▸ **DIRECTION**
Which lines in the records below contain the word "segment"? Gather each of those lines in full.

-- Start PROVIDED ENTRIES --

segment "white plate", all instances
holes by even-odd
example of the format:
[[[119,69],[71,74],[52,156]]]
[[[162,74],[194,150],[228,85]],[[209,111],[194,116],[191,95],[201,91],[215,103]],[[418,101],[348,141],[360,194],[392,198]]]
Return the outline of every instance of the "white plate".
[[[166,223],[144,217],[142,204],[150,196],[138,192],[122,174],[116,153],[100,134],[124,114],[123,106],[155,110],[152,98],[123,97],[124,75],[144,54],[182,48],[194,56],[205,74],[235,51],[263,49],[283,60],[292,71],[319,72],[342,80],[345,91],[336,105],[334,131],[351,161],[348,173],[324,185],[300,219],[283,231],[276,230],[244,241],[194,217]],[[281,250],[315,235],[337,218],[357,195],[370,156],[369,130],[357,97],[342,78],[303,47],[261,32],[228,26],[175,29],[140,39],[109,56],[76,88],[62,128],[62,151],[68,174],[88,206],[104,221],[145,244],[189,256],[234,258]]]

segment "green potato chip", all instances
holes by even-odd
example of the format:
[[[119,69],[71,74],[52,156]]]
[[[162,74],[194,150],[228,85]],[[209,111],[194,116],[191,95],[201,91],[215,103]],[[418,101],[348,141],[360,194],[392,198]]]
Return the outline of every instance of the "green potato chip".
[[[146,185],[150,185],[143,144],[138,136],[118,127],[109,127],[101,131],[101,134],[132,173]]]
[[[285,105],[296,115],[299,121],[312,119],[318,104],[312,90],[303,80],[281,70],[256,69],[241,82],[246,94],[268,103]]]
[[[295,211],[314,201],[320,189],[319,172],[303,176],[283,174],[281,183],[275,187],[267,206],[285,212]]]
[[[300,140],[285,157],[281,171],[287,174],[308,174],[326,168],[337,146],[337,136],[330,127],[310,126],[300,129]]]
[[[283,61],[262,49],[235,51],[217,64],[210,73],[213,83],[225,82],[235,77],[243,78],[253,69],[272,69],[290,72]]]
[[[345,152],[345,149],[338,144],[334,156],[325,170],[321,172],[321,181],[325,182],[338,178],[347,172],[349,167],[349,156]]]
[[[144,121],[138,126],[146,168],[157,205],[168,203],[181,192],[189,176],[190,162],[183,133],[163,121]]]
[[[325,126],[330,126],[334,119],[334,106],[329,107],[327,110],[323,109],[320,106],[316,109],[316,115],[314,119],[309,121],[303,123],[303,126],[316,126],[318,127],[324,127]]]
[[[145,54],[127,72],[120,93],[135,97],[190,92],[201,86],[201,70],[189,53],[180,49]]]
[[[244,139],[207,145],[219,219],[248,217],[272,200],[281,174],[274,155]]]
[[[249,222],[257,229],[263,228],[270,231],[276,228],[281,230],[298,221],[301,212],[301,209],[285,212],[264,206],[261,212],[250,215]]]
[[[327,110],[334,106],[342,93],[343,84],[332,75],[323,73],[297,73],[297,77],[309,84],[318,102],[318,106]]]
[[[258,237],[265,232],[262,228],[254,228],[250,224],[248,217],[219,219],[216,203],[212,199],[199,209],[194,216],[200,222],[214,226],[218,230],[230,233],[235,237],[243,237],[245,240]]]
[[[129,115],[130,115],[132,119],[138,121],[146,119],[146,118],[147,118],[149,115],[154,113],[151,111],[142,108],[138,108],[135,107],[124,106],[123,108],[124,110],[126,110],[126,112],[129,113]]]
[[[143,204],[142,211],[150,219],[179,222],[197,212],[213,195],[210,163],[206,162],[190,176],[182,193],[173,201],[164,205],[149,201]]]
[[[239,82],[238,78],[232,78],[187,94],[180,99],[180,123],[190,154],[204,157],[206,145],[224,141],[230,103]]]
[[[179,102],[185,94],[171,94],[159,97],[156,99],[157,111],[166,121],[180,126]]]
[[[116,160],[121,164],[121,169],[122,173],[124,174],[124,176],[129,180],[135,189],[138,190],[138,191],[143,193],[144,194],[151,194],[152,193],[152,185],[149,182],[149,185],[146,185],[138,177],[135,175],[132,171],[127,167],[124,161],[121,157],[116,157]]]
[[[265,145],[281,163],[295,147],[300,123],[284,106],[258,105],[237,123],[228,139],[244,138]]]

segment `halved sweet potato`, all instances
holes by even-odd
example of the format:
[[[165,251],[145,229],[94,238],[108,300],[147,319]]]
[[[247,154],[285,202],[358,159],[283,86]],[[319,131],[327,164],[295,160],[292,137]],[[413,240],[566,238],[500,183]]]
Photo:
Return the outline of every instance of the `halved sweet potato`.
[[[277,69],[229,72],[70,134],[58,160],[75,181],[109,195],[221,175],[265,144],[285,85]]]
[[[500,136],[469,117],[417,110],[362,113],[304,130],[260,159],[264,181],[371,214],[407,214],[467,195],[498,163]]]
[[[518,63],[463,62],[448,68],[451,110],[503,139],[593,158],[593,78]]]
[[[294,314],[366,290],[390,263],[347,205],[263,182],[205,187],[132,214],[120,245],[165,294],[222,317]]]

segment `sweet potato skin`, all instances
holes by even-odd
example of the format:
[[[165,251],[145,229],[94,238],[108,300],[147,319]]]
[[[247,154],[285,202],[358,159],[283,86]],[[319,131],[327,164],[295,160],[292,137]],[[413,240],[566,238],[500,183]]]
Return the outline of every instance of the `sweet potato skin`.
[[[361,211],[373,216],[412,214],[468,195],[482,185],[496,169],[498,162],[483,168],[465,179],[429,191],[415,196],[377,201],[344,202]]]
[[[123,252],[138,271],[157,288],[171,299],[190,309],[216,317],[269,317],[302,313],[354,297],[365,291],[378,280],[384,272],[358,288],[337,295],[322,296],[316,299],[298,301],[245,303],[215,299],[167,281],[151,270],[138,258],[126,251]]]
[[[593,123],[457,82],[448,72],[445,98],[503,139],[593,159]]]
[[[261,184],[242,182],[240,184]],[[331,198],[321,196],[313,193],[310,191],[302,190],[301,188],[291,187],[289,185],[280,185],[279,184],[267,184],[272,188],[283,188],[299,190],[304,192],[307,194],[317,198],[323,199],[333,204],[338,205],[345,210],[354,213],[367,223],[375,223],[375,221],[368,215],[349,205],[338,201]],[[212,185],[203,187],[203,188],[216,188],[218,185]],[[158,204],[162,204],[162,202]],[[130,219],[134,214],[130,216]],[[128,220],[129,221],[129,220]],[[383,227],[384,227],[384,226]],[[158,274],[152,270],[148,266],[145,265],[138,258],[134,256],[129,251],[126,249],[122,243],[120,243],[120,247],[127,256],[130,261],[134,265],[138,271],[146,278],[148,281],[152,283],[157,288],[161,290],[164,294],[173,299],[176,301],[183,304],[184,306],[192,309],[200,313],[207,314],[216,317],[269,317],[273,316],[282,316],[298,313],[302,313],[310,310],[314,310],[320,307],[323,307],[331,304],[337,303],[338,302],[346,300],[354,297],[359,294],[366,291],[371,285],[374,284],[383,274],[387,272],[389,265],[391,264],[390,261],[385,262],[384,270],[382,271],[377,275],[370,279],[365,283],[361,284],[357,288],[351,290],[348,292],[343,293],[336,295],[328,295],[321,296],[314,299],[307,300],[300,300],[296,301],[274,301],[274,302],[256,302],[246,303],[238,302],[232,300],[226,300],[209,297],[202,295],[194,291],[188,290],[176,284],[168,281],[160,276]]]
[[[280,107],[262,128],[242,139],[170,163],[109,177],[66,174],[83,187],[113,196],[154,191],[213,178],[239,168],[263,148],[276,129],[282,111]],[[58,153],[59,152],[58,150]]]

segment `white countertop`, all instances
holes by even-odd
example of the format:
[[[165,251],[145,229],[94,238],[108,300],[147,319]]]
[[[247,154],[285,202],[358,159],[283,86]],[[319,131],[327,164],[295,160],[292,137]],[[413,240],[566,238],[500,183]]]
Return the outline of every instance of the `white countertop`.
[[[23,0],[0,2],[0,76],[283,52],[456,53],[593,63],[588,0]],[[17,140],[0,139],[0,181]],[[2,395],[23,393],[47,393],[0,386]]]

-- End PROVIDED ENTRIES --

▸ **EXPECTED ANSWER**
segment "white plate", all instances
segment "green potato chip", all instances
segment `halved sweet potato`, all instances
segment `sweet potato skin`, all instances
segment `white countertop`, all instances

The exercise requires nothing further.